#### REQUIRED TASK:
Write out exactly, please, the lines from the one containing "Indicate the circular" to the end of the material.

++++ DATA IN THIS EXERCISE ++++

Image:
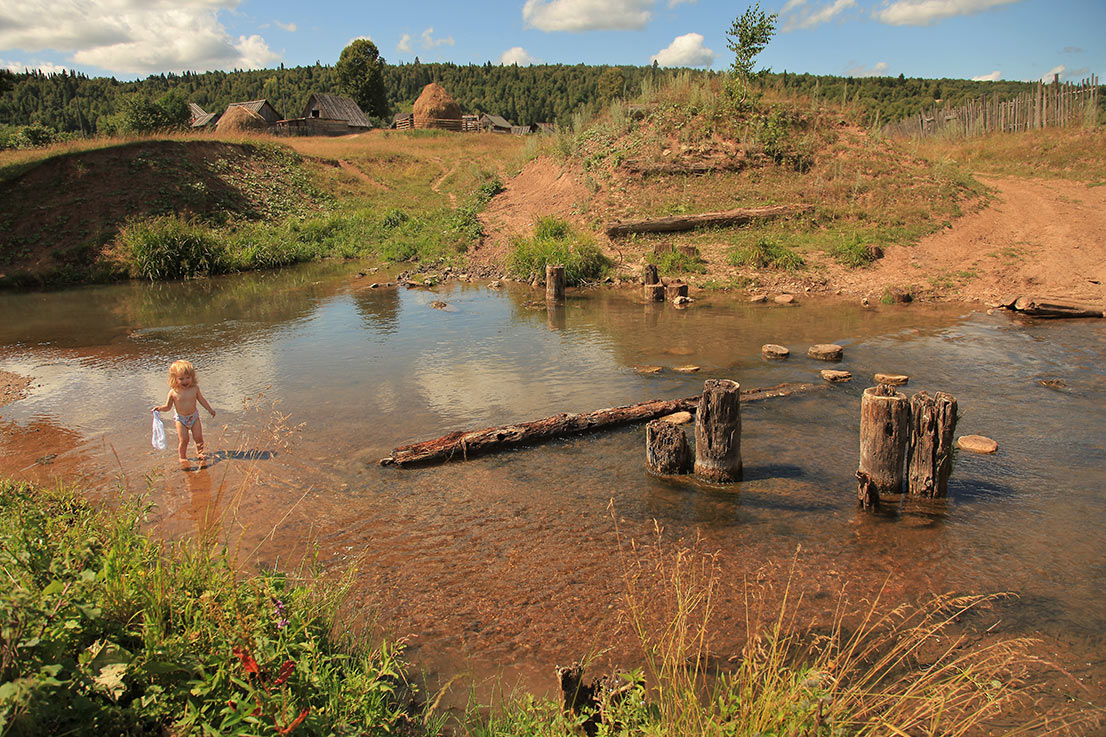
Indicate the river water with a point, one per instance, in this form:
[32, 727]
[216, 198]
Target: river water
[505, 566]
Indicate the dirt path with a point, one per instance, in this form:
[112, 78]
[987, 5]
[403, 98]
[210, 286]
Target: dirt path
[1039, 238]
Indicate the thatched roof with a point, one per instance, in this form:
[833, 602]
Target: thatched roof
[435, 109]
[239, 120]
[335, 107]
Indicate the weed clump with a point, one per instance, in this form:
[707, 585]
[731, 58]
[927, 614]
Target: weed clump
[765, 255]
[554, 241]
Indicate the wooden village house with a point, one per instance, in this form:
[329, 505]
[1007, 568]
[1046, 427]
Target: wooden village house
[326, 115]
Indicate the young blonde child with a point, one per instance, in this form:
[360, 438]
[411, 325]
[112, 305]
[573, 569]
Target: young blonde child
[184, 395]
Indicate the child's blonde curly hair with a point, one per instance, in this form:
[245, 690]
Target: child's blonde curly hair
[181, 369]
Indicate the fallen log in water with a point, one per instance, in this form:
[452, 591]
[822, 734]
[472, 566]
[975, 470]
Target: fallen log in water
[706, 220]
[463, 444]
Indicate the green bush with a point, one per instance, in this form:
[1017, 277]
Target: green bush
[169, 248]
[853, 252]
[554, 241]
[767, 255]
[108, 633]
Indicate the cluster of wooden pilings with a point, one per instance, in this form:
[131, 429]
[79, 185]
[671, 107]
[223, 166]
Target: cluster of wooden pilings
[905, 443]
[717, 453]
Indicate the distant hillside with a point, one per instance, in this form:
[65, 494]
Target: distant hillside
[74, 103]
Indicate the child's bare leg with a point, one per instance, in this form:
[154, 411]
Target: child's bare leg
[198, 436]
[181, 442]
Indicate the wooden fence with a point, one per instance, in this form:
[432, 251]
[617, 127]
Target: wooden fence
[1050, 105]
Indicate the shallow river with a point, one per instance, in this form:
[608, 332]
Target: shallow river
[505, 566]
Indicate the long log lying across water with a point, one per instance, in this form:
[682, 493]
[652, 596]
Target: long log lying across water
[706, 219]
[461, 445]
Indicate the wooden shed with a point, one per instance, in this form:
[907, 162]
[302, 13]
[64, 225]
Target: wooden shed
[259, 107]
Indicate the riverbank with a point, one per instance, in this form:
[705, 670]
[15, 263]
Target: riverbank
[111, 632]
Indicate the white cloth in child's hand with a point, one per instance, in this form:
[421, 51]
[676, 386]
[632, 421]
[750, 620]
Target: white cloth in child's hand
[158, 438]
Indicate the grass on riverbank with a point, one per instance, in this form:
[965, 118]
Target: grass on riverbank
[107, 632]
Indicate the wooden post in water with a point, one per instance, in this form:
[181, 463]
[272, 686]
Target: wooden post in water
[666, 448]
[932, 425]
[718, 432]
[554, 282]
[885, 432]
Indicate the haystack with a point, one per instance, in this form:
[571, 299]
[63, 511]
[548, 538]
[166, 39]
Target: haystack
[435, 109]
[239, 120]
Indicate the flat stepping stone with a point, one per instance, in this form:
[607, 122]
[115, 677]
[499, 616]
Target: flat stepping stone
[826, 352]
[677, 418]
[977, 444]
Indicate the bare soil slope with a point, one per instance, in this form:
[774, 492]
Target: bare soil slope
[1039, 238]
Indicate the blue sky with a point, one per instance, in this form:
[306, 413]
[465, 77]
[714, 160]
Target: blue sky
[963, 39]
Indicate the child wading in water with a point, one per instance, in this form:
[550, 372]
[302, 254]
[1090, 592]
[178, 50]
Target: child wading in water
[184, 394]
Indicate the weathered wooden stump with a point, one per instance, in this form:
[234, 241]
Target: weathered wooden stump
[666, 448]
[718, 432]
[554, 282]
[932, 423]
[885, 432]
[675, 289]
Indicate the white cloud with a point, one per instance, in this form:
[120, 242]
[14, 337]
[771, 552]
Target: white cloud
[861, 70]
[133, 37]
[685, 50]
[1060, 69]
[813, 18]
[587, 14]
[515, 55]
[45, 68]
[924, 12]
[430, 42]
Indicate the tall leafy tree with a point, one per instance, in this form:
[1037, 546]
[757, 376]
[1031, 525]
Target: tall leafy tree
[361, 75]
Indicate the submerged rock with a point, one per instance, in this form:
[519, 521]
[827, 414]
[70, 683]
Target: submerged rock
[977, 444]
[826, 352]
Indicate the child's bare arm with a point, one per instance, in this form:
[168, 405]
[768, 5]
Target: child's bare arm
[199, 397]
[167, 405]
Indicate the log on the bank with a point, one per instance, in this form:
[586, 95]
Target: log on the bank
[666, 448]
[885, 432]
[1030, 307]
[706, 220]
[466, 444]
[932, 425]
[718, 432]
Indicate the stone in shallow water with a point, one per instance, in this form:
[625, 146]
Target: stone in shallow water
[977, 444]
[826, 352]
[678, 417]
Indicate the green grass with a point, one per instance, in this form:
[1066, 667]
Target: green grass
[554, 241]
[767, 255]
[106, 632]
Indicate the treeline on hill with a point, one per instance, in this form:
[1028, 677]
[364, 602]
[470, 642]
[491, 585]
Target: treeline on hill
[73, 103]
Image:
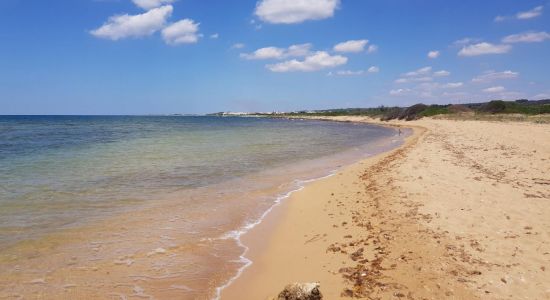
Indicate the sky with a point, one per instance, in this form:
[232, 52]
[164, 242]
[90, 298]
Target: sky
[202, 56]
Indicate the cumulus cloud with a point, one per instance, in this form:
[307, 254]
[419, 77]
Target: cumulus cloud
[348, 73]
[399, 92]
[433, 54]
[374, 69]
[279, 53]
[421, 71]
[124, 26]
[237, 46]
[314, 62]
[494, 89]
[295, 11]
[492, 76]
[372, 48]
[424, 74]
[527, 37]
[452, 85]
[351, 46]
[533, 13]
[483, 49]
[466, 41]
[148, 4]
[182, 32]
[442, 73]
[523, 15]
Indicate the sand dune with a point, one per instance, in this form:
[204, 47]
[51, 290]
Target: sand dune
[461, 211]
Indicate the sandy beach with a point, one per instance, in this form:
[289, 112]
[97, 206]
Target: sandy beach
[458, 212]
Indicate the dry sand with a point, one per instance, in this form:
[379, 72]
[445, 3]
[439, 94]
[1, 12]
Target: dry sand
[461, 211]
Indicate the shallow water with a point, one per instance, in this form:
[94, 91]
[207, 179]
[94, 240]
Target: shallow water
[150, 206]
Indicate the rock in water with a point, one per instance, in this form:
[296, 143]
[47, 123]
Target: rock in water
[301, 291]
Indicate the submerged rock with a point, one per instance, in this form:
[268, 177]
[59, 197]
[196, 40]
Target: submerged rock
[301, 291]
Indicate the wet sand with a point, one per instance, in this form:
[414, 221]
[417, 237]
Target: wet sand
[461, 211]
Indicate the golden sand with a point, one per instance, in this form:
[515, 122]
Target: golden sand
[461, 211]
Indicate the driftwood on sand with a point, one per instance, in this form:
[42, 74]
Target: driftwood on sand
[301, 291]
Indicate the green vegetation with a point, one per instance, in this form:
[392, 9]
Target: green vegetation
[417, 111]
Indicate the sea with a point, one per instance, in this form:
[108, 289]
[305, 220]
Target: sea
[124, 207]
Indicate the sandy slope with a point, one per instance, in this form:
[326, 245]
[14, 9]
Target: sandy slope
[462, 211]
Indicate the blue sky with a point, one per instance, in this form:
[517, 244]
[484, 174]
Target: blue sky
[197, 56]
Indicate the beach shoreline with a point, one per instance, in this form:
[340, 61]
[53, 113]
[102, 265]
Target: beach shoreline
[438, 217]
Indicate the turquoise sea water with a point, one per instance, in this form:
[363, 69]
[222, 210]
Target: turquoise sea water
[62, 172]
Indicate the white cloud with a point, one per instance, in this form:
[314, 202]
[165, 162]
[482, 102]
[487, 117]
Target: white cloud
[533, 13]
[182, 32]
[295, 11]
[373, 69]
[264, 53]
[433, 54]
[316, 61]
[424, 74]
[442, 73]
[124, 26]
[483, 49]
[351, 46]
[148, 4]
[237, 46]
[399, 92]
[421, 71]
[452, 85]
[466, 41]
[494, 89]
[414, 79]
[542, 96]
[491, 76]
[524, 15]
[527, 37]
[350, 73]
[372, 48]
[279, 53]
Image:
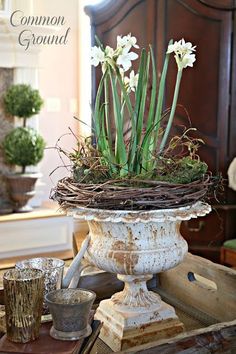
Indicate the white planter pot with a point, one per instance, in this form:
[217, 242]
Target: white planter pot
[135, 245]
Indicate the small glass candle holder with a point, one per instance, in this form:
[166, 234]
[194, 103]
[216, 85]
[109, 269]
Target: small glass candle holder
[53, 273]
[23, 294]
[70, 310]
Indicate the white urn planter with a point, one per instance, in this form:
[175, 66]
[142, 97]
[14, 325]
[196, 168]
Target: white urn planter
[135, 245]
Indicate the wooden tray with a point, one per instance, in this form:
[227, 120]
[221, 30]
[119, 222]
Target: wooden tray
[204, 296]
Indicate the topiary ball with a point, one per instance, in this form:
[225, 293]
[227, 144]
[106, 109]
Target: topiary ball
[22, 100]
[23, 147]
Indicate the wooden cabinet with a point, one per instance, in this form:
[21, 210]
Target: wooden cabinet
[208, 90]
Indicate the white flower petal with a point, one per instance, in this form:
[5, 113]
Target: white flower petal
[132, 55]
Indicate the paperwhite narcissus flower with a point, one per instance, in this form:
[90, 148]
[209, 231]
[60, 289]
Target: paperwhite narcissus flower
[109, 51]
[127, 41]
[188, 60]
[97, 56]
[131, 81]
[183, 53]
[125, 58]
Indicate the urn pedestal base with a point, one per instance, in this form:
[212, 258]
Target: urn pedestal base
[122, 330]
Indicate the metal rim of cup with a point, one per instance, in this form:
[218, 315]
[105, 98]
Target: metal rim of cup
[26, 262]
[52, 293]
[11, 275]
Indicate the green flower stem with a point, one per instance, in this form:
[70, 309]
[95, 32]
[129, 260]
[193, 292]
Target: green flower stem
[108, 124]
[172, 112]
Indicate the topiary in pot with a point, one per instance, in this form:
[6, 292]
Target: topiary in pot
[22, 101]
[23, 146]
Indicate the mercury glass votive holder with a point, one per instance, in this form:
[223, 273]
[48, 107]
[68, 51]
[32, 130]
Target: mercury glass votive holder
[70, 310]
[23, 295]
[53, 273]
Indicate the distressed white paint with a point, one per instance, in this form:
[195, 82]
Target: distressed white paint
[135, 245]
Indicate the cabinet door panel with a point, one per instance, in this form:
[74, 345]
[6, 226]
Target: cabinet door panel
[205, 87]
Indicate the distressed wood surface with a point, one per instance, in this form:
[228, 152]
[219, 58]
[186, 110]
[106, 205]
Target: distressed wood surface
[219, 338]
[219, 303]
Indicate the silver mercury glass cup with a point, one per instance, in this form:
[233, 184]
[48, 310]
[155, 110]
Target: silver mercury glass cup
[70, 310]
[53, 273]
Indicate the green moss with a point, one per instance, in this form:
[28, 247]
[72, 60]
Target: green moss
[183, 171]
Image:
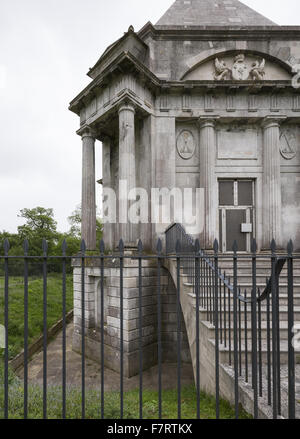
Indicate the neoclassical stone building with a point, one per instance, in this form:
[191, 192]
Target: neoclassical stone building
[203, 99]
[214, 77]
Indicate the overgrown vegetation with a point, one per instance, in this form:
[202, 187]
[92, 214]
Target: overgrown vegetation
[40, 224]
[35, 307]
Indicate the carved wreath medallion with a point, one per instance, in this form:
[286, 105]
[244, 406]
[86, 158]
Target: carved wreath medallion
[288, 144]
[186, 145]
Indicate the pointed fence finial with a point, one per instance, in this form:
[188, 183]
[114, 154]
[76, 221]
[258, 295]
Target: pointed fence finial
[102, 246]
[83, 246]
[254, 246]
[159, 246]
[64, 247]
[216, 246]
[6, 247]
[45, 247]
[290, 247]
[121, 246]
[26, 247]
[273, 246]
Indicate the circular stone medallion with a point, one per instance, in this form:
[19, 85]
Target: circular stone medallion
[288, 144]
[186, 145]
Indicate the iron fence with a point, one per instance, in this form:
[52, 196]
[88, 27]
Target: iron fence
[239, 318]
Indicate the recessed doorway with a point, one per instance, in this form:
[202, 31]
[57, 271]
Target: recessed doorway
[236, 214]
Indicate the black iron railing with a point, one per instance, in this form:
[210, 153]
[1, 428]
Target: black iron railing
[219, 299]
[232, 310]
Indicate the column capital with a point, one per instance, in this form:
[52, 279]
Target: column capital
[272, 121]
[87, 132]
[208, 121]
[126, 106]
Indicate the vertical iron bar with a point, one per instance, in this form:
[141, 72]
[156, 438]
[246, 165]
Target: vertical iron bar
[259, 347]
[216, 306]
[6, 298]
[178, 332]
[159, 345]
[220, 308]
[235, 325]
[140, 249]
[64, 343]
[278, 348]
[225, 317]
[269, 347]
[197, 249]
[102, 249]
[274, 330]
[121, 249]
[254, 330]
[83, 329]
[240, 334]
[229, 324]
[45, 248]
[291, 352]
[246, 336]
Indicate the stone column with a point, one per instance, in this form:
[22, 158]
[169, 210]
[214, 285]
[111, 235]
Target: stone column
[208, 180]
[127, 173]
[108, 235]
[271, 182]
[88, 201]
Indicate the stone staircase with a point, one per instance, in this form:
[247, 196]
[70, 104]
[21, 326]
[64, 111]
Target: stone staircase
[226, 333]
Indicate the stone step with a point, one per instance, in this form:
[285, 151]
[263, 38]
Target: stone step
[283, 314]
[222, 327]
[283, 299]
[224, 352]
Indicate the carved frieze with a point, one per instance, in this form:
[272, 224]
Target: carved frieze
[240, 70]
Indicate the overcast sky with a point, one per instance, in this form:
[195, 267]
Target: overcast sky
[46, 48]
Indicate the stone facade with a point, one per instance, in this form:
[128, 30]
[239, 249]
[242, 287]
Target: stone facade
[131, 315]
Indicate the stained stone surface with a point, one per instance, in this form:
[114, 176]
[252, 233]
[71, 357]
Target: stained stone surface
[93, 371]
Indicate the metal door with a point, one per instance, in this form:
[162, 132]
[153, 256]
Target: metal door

++++

#### RESULT OF THE TASK:
Indicate the circular stone medallion with a point, one per instance, in this form:
[19, 85]
Target: circular stone medallion
[288, 144]
[186, 145]
Indicate the iron fence with a point, one per instance, in this form:
[52, 196]
[88, 27]
Target: iron fence
[239, 318]
Indicate the recessed doorway with a point, one per instance, in this form:
[202, 31]
[57, 271]
Target: recessed doorway
[236, 214]
Indicate the black iron railing with a point, one per instance, in this form:
[210, 153]
[1, 428]
Target: black iron railing
[219, 299]
[232, 310]
Indicate the column capital with a point, one per instance, in this form:
[52, 279]
Target: column capital
[272, 121]
[87, 132]
[208, 121]
[126, 106]
Indicate the vertical iron bar with a point, one per instance, in this form:
[141, 72]
[156, 438]
[246, 165]
Target: vertical iron bar
[259, 347]
[216, 306]
[6, 298]
[178, 332]
[159, 345]
[220, 308]
[235, 325]
[140, 249]
[64, 343]
[278, 348]
[225, 317]
[269, 347]
[197, 249]
[102, 249]
[274, 330]
[121, 249]
[254, 330]
[83, 329]
[240, 334]
[229, 324]
[45, 248]
[291, 352]
[246, 336]
Indicate the stone column with a point, one per instance, in this form:
[22, 158]
[169, 210]
[214, 285]
[111, 235]
Target: stone column
[208, 180]
[127, 173]
[108, 235]
[271, 182]
[88, 201]
Indicate the stone staircase with a point, one per instance, in this form:
[247, 196]
[70, 104]
[21, 326]
[64, 111]
Target: stone staircase
[226, 333]
Indicate the stone step with a point, one per instance, in this form:
[285, 151]
[263, 38]
Target: stone step
[283, 314]
[222, 327]
[283, 299]
[224, 352]
Indicate the carved frieze with a point, one per instance, in this form:
[272, 224]
Target: carved frieze
[240, 70]
Indicate the overcast sky with a point, one per instance, in this form:
[195, 267]
Target: overcast sky
[46, 48]
Indicate the stone facade with a point, one per instance, in this form:
[128, 30]
[239, 249]
[242, 287]
Target: stone facade
[131, 315]
Indicate the stained stone surface with a point, one per instance, in this form:
[114, 176]
[252, 233]
[71, 357]
Target: stained stone surface
[93, 371]
Indicate the metal door with a point, one per instance, in this form:
[162, 132]
[153, 256]
Target: metal door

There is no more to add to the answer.